# Task directions
Copy the following lines verbatim, character for character.

━━━━━━━━━━━━━━━━━━━━

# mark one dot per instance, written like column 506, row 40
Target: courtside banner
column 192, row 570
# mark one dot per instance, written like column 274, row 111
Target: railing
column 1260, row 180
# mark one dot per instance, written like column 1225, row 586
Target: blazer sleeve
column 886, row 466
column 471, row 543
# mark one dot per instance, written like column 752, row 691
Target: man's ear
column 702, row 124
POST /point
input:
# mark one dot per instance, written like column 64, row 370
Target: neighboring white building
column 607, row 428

━━━━━━━━━━━━━━━━━━━━

# Task result
# mark one dot per instance, written like column 506, row 40
Target: courtside banner
column 192, row 570
# mark one dot per instance, written like column 274, row 111
Target: railing
column 1260, row 180
# mark one dot per instance, written like column 1225, row 586
Target: blazer sleeve
column 886, row 466
column 471, row 543
# mark one dot per instance, written like column 752, row 691
Target: man's ear
column 702, row 124
POST /point
input:
# mark one dot per instance, written like column 64, row 370
Target: neighboring white building
column 607, row 428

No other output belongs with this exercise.